Records drawn from a dataset
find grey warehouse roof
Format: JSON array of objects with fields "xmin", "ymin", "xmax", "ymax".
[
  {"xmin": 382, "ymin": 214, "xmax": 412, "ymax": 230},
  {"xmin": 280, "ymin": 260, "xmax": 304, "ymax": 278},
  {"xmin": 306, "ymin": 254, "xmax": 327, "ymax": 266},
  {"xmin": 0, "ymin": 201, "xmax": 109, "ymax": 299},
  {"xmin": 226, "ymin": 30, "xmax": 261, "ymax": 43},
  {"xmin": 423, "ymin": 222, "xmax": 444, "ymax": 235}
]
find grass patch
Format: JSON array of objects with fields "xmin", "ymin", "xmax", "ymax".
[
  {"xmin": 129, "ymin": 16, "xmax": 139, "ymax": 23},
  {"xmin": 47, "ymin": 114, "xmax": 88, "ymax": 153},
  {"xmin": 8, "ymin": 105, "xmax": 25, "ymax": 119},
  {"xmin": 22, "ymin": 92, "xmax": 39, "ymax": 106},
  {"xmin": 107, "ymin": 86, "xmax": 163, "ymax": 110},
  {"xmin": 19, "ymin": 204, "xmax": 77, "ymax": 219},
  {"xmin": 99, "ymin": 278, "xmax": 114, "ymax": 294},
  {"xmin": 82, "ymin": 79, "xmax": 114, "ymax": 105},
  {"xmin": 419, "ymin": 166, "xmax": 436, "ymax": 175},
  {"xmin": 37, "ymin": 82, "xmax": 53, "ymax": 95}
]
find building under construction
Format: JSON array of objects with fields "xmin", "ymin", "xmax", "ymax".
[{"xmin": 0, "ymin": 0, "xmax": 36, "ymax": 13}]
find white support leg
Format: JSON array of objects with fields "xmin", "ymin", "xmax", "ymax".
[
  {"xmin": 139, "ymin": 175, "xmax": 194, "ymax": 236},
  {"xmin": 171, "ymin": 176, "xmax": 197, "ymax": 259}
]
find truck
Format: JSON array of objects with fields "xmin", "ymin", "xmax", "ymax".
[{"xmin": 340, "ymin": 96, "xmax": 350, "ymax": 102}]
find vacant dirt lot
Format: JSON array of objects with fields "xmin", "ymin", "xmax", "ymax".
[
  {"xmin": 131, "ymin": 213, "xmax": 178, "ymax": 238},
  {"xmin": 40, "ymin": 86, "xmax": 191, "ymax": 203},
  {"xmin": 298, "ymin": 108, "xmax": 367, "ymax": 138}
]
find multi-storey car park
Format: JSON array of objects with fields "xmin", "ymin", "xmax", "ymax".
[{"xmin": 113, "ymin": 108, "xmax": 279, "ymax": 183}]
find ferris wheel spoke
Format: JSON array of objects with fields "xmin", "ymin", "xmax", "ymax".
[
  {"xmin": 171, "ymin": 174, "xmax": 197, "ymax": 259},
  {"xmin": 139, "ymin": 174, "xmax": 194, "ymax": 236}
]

==

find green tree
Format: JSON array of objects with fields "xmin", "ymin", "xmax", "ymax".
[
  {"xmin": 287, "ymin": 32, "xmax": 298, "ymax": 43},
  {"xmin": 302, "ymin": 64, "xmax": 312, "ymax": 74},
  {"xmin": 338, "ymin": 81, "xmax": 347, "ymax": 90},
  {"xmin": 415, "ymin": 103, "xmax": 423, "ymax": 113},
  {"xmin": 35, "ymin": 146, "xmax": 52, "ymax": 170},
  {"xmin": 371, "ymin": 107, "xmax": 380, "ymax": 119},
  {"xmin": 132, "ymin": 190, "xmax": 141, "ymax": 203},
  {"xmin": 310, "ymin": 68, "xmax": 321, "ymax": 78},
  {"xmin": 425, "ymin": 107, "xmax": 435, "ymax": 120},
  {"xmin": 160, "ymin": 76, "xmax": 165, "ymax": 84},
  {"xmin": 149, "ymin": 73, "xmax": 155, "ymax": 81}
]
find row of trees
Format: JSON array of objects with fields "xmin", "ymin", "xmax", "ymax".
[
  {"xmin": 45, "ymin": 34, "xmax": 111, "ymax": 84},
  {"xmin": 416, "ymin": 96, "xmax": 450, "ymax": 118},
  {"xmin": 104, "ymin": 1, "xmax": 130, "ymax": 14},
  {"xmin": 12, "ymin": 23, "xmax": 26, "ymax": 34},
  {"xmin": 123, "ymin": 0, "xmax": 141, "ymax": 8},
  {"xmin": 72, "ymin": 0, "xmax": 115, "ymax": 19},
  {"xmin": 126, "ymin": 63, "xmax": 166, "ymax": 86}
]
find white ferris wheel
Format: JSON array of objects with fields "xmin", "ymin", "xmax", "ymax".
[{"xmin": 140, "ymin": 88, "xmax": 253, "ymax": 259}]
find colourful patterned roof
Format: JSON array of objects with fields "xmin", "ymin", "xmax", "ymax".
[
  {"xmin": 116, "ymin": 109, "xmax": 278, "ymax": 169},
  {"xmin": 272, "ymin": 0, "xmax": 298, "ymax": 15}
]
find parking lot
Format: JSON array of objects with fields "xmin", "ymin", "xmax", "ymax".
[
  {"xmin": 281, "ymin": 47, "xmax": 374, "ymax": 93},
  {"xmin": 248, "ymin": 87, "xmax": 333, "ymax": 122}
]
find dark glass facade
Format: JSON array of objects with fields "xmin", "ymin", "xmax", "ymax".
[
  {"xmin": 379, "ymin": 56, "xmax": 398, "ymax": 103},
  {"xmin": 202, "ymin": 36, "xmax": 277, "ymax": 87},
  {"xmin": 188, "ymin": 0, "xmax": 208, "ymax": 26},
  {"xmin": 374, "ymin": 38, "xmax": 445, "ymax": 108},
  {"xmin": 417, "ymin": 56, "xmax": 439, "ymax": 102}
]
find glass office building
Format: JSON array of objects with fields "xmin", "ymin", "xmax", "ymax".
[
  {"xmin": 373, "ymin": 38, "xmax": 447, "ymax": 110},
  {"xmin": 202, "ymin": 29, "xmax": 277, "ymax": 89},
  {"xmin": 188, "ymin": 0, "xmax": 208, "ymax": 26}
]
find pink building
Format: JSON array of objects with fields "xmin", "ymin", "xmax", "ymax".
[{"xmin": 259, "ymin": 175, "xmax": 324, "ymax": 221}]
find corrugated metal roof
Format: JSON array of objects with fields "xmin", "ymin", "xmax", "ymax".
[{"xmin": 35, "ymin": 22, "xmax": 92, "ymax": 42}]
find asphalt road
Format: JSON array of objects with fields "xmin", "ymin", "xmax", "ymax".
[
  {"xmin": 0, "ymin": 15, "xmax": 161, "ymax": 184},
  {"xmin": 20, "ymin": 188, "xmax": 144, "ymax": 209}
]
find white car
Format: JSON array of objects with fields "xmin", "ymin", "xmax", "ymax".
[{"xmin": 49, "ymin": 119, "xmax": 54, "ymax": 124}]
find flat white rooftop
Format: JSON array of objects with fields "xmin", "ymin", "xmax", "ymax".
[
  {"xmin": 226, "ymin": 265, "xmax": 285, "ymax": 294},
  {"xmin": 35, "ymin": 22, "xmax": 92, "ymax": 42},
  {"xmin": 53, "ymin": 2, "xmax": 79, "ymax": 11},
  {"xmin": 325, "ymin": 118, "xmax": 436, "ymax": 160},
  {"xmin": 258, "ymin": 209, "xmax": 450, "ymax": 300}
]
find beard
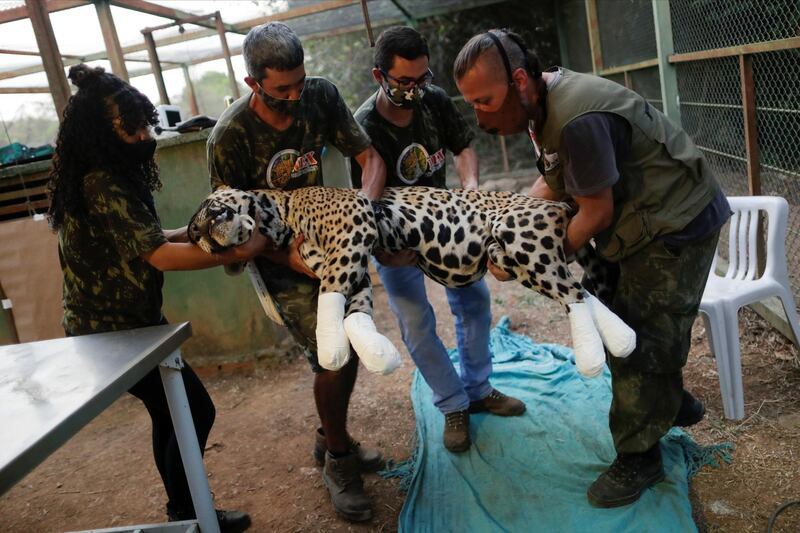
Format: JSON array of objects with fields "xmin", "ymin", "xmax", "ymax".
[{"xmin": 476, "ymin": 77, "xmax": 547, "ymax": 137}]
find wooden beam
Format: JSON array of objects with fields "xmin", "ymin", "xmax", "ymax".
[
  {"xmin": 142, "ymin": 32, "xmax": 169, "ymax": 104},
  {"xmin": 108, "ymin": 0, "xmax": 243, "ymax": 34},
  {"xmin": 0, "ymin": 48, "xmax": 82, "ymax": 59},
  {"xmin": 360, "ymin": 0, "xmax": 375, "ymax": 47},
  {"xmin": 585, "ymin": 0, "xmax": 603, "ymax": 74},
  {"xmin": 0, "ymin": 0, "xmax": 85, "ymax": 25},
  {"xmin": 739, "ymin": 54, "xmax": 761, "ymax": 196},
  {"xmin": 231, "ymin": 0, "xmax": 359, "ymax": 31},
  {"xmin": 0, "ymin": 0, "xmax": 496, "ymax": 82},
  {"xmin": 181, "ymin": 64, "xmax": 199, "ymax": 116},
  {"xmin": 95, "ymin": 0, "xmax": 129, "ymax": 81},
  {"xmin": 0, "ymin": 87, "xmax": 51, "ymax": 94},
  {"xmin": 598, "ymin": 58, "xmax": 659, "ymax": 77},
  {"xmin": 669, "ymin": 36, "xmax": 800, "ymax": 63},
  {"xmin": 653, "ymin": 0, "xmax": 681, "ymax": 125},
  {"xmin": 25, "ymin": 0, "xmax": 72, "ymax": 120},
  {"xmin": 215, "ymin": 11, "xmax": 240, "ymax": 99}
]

**Exercise:**
Where a line of the records holds the word "ferris", copy that line.

**Solution:**
find ferris wheel spoke
find white ferris wheel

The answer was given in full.